AIM OF THE EXERCISE >>
Look for the line containing "Task: mark the smartphone" in the listing below. Retype that line and every subsequent line through the last one, and only those.

LISTED ENTRIES >>

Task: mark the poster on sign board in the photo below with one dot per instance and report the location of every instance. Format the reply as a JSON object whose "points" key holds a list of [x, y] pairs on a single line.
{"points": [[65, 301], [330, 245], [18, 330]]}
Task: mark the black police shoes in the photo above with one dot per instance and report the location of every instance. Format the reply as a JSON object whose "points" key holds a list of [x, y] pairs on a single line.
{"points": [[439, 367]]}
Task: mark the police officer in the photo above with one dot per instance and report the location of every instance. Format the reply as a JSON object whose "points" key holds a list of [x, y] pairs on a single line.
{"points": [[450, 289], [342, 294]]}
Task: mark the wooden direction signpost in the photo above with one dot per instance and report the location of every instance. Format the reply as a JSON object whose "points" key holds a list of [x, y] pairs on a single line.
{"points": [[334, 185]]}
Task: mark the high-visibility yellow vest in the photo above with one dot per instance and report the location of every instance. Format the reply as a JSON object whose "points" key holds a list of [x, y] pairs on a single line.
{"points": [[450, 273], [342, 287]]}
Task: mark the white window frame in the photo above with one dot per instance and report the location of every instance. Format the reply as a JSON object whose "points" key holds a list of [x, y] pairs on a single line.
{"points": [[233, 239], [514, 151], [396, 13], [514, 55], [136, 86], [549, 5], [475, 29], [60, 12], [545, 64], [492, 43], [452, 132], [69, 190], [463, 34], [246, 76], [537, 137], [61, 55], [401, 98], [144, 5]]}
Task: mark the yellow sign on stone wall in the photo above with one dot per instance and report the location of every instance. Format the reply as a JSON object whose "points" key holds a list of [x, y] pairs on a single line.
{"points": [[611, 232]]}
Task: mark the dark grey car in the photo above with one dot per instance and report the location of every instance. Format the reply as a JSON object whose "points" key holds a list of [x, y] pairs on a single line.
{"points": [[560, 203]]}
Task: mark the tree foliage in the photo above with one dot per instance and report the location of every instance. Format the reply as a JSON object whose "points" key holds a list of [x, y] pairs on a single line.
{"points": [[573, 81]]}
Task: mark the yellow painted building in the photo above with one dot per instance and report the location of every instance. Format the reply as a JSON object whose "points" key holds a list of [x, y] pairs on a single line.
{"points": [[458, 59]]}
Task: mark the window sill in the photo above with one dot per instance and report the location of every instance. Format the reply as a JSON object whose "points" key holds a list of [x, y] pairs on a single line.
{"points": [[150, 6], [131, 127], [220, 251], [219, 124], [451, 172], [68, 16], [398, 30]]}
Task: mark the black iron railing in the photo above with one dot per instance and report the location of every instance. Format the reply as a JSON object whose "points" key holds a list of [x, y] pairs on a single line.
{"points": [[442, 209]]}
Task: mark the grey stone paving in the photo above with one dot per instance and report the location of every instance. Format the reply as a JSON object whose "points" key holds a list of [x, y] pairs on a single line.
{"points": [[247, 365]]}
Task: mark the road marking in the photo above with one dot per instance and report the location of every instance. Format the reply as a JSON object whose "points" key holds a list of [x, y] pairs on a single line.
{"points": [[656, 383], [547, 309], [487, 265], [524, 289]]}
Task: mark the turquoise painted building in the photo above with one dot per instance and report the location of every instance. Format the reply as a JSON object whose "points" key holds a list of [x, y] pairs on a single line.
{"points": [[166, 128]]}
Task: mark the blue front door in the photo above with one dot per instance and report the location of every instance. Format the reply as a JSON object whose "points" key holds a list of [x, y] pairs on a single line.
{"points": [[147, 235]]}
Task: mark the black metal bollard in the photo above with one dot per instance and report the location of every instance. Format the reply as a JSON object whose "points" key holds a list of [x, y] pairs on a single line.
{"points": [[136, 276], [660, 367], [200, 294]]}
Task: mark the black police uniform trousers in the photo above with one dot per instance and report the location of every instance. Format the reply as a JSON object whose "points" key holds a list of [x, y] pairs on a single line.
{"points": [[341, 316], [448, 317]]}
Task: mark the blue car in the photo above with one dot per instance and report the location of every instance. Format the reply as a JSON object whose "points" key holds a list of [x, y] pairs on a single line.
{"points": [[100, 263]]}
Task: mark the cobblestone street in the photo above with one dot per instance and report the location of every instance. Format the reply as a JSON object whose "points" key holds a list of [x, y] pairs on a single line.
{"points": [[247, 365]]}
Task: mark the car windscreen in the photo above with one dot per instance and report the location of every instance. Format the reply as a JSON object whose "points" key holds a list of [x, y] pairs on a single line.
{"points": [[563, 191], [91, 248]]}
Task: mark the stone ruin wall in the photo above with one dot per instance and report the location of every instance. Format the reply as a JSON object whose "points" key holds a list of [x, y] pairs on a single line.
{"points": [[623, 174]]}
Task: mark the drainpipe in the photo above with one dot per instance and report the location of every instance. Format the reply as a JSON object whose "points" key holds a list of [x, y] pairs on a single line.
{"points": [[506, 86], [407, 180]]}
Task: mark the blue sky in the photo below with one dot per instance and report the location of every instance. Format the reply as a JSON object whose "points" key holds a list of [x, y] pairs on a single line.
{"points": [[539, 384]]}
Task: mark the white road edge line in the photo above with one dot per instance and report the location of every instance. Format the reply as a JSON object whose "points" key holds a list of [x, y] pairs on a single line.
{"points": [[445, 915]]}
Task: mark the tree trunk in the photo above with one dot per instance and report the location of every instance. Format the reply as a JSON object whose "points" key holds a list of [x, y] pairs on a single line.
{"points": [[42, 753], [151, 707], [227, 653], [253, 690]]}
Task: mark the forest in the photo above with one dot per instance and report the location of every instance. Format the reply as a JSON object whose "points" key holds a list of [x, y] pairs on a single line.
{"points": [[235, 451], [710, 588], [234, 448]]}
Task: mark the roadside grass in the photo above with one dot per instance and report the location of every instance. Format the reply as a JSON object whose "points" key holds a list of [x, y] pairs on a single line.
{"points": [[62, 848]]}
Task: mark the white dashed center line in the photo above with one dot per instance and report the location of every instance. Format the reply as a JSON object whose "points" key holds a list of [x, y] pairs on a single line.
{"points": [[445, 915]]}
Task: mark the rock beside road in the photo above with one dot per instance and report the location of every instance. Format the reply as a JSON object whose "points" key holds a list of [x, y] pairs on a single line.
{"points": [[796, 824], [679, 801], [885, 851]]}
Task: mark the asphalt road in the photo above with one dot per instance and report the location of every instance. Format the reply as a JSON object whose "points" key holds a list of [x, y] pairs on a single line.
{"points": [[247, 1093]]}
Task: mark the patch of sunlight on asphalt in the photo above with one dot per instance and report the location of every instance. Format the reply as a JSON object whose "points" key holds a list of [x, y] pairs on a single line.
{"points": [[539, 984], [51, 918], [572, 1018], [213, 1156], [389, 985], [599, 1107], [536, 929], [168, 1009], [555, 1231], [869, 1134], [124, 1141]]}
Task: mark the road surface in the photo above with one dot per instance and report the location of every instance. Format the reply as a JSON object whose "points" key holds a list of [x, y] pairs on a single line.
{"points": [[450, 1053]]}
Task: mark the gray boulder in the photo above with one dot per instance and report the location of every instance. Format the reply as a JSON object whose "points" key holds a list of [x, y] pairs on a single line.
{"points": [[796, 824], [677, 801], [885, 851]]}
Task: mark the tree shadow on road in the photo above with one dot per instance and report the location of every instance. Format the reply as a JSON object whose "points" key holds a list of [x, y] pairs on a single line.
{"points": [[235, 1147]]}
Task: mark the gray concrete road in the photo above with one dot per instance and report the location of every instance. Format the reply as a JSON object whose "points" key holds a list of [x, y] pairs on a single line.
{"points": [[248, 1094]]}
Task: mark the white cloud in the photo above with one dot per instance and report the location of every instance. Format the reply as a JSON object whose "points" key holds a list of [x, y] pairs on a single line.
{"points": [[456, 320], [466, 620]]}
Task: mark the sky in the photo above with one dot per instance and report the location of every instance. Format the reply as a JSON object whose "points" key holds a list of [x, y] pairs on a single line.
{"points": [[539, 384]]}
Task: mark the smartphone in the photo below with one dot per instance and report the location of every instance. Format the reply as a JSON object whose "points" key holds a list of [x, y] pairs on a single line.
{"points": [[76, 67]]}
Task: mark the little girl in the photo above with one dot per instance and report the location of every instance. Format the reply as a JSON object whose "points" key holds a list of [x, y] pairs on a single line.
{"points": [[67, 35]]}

RESULT FOR THIS TASK >>
Task: mark the smartphone in the photo below with one dot per instance and report the location of every instance. Format the reply as a JSON object whose "points" key holds a list of [x, y] pairs on a single line.
{"points": [[76, 67]]}
Task: mark the little girl in the photo above with one dot per instance and report the location of every instance. Format the reply as a JSON object whose "points" key holds a list of [x, y] pairs on a single line.
{"points": [[67, 35]]}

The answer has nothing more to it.